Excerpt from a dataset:
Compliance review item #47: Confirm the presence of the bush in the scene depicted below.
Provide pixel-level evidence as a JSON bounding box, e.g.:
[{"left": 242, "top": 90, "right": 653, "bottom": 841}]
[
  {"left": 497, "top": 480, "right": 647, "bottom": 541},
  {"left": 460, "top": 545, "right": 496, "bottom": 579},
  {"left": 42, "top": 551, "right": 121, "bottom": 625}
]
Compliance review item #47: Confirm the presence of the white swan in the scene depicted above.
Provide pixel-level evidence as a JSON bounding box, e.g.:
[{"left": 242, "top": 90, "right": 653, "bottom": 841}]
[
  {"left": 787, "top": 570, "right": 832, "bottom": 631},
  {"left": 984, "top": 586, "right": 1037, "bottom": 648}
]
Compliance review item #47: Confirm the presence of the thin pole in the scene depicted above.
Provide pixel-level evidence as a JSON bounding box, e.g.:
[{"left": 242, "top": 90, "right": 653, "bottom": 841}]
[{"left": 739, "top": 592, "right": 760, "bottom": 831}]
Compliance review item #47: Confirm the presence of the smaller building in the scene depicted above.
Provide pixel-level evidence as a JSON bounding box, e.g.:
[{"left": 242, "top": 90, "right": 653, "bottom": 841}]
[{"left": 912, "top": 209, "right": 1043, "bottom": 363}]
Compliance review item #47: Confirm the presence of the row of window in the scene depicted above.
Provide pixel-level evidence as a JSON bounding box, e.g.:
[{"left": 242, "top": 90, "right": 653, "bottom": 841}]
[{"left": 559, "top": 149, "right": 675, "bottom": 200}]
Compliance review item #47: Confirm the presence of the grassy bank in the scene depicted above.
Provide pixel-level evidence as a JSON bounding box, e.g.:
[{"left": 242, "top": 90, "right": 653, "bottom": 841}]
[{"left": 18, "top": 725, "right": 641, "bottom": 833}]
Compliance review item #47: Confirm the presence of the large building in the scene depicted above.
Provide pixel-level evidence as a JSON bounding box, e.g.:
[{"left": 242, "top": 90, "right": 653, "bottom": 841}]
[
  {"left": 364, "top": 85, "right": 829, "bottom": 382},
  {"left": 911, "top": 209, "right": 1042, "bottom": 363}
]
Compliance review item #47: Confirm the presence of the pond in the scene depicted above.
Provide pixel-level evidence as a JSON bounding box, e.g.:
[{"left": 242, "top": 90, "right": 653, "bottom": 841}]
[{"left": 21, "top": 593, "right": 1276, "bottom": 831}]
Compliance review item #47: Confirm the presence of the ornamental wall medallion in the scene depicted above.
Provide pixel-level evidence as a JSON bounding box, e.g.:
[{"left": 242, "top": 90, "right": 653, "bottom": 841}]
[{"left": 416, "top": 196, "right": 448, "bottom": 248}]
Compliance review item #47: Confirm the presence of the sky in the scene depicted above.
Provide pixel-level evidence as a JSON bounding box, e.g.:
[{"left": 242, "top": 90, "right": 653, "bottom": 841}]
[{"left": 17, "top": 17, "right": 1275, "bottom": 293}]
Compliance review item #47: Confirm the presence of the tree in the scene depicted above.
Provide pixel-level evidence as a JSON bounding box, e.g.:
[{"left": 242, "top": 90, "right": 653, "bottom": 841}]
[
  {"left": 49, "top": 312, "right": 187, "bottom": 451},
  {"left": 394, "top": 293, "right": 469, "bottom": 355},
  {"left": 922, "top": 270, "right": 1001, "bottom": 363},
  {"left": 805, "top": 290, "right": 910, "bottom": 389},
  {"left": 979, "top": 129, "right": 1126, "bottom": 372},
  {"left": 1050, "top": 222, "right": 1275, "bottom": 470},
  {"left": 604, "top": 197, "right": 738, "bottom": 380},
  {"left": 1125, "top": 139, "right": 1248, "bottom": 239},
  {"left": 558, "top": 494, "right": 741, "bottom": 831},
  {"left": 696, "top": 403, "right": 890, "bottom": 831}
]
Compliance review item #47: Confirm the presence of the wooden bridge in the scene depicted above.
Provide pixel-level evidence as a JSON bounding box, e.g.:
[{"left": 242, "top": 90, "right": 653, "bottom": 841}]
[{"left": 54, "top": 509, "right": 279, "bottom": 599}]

## SHORT EXERCISE
Reproduce the records above exactly, starting with the line that contains "medallion in the scene depicted above." and ending with the last line.

## RESPONSE TO THE EXERCISE
Compliance review item #47: Confirm the presence of the ornamental wall medallion in the scene depicted above.
Provide pixel-level evidence as a JSON bounding box, e.g.:
[{"left": 242, "top": 90, "right": 653, "bottom": 841}]
[{"left": 416, "top": 196, "right": 448, "bottom": 248}]
Compliance review item #47: Confirm the presence of the sky in the scene depicted above.
Provide pixel-level evidence as a JSON bounding box, e.g.:
[{"left": 242, "top": 90, "right": 653, "bottom": 841}]
[{"left": 17, "top": 17, "right": 1275, "bottom": 293}]
Compliance review item #47: Confirm the presence of the tree in the scene depicted above.
Provide pixel-level evidence as a JSON bounding box, e.g.:
[{"left": 242, "top": 90, "right": 653, "bottom": 841}]
[
  {"left": 49, "top": 312, "right": 187, "bottom": 451},
  {"left": 394, "top": 293, "right": 469, "bottom": 355},
  {"left": 922, "top": 270, "right": 1001, "bottom": 363},
  {"left": 805, "top": 290, "right": 910, "bottom": 389},
  {"left": 979, "top": 129, "right": 1126, "bottom": 372},
  {"left": 1050, "top": 222, "right": 1275, "bottom": 470},
  {"left": 604, "top": 197, "right": 738, "bottom": 380},
  {"left": 1125, "top": 139, "right": 1248, "bottom": 239},
  {"left": 558, "top": 494, "right": 741, "bottom": 831},
  {"left": 696, "top": 403, "right": 890, "bottom": 831}
]
Compliance review item #47: Confirm the presence of the wooden bridge in the scene depicted above.
Provide pixel-level evidence as a JSON bounding box, e.g.:
[{"left": 242, "top": 90, "right": 653, "bottom": 841}]
[{"left": 54, "top": 509, "right": 279, "bottom": 599}]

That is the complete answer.